··· DOCUMENT SEGMENT ···

Why should loss of PTENP decrease PTEN itself? The reason is because the mRNA made from PTENP, even though it has a premature termination codon, and can’t be made into protein, is just as long, so it also contains the 3′UTR of PTEN. This means PTENP is sopping up microRNAs which would otherwise decrease the level of PTEN. Think of PTENP mRNA as a sponge.
Subtle isn’t it? But there’s far more. At least PTENP mRNA closely resembles the PTEN mRNA. However other mRNAs coding for completely different proteins, also have binding sites in their 3′UTR for the microRNA which binds to the 3UTR of PTEN, resulting in its destruction. So transcription of a completely different gene (the example of ZEB2 is given) can control the abundance of another protein. Essentially its mRNA is acting as a sponge, sopping up the killer microRNA.
It gets worse. Most microRNAs have binding sites on the mRNAs of many different proteins, and PTEN itself has a 3′UTR which binds to 10 different microRNAs.
So here is a completely unexpected mechanism of control of protein levels in the cell. The general term for this is competitive endogenous RNA (ceRNA). Two years ago the number of human microRNAs was thought to be around 1,000 (release 2.0 of miRBase in June ’13 gives the number at 2,555 — this is unlikely to be complete). Unlike protein coding genes, it’s far from obvious how to find them by looking at the sequence of our genome, so there may be quite a few more.

··· DATA PROVIDED ···

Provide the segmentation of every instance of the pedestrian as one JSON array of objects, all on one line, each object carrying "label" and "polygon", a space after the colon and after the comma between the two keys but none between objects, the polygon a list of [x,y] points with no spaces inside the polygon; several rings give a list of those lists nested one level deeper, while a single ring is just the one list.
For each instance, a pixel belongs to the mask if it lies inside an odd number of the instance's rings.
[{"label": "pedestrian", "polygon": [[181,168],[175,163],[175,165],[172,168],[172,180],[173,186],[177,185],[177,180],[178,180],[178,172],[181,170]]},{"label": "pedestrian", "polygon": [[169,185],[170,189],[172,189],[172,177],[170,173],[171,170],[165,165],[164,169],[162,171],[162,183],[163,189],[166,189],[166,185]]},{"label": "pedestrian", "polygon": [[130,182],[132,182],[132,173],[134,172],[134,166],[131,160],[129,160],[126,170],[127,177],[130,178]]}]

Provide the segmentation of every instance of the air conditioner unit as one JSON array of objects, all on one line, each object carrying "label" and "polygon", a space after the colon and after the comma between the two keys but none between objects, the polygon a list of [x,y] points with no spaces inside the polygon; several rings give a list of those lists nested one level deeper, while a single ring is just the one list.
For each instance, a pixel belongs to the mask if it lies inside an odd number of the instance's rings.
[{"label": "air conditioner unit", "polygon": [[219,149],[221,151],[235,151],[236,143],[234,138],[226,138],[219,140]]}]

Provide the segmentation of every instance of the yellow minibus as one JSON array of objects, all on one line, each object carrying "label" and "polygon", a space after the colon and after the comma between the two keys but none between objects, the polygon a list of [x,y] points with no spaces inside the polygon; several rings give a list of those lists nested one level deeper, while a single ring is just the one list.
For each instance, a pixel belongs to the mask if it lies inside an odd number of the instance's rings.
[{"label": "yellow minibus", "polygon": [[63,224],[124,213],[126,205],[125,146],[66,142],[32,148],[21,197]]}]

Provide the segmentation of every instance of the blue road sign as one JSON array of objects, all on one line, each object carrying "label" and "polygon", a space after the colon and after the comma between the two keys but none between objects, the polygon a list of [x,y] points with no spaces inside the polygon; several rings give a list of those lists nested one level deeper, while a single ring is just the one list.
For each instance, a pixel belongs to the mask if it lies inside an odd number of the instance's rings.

···

• CHECK YOUR UNDERSTANDING:
**1)** List every gene named in the passage on microRNA sponges, giving each name once.
**2)** Please print the part of the passage on microRNA sponges that opens with the words containing "Why should loss" and closes with "as a sponge.".

• ANSWERS TO THE EXERCISE:
**1)** PTEN, PTENP, ZEB2

**2)**
Why should loss of PTENP decrease PTEN itself? The reason is because the mRNA made from PTENP, even though it has a premature termination codon, and can’t be made into protein, is just as long, so it also contains the 3′UTR of PTEN. This means PTENP is sopping up microRNAs which would otherwise decrease the level of PTEN. Think of PTENP mRNA as a sponge.